- _Exercise objective_
Recast every line of the records below as a Markdown table with the columns "No." and "Line", numbering the rows in order and omitting blank lines. Leave the pictures out of the table.

** START OF Provided material **

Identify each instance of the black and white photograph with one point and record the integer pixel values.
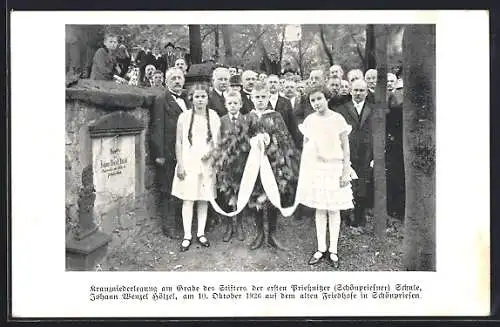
(311, 165)
(162, 123)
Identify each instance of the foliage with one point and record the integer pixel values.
(229, 159)
(254, 44)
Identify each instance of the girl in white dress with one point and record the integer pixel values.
(194, 180)
(325, 173)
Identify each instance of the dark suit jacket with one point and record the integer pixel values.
(284, 107)
(304, 110)
(360, 144)
(338, 100)
(165, 62)
(370, 97)
(217, 102)
(247, 103)
(164, 117)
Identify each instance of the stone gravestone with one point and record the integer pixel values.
(108, 196)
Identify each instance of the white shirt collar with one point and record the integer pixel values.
(359, 106)
(218, 92)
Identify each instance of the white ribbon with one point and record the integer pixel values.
(258, 164)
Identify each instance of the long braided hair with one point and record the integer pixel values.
(199, 87)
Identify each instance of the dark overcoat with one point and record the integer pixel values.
(164, 117)
(360, 145)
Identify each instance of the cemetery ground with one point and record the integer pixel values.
(150, 250)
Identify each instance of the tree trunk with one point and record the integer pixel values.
(195, 44)
(379, 116)
(419, 146)
(325, 46)
(228, 49)
(370, 59)
(301, 59)
(216, 39)
(282, 43)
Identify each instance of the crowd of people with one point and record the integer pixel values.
(315, 133)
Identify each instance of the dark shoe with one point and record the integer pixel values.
(172, 233)
(203, 240)
(331, 262)
(183, 247)
(228, 233)
(313, 260)
(257, 242)
(240, 234)
(273, 241)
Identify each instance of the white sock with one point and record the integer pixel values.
(321, 229)
(202, 217)
(334, 229)
(187, 218)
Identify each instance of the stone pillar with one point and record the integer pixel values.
(86, 246)
(112, 186)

** END OF Provided material **

- _Result for this task_
| No. | Line |
|---|---|
| 1 | Identify each instance of the black and white photograph with one point and record the integer pixel values. |
| 2 | (311, 165) |
| 3 | (162, 123) |
| 4 | Identify each instance of the foliage with one point and record the integer pixel values. |
| 5 | (229, 159) |
| 6 | (254, 44) |
| 7 | Identify each instance of the girl in white dress with one point and record the integer pixel values. |
| 8 | (194, 180) |
| 9 | (325, 173) |
| 10 | Identify each instance of the dark suit jacket with one point and record the integer pixel values. |
| 11 | (284, 107) |
| 12 | (304, 110) |
| 13 | (360, 144) |
| 14 | (338, 100) |
| 15 | (165, 62) |
| 16 | (370, 97) |
| 17 | (217, 102) |
| 18 | (247, 103) |
| 19 | (164, 117) |
| 20 | Identify each instance of the stone gravestone with one point and record the integer pixel values. |
| 21 | (108, 196) |
| 22 | Identify each instance of the white shirt collar with one point and record the integer pixel values. |
| 23 | (359, 106) |
| 24 | (218, 92) |
| 25 | Identify each instance of the white ribbon with one point and record the integer pixel values. |
| 26 | (258, 164) |
| 27 | Identify each instance of the long braided hair with one point and record the integer pixel values. |
| 28 | (199, 87) |
| 29 | Identify each instance of the dark overcoat with one point and record the integer pixel values. |
| 30 | (164, 117) |
| 31 | (360, 145) |
| 32 | Identify each instance of the cemetery ground with one point and record the integer pixel values. |
| 33 | (150, 250) |
| 34 | Identify each instance of the tree trunk with one point and record the integer pixel values. |
| 35 | (195, 44) |
| 36 | (379, 116) |
| 37 | (419, 146) |
| 38 | (325, 46) |
| 39 | (228, 49) |
| 40 | (370, 59) |
| 41 | (301, 59) |
| 42 | (216, 39) |
| 43 | (282, 43) |
| 44 | Identify each instance of the crowd of people with one point and record the integer pixel values. |
| 45 | (315, 133) |
| 46 | Identify each instance of the dark shoe with one point and record the integer pixel values. |
| 47 | (172, 233) |
| 48 | (203, 240) |
| 49 | (331, 262) |
| 50 | (183, 247) |
| 51 | (228, 233) |
| 52 | (313, 260) |
| 53 | (257, 242) |
| 54 | (240, 234) |
| 55 | (273, 241) |
| 56 | Identify each instance of the white sock with one point and record the integer pixel values. |
| 57 | (321, 229) |
| 58 | (202, 217) |
| 59 | (334, 229) |
| 60 | (187, 218) |
| 61 | Identify each instance of the stone pillar with one point and record the integer pixel values. |
| 62 | (86, 246) |
| 63 | (112, 186) |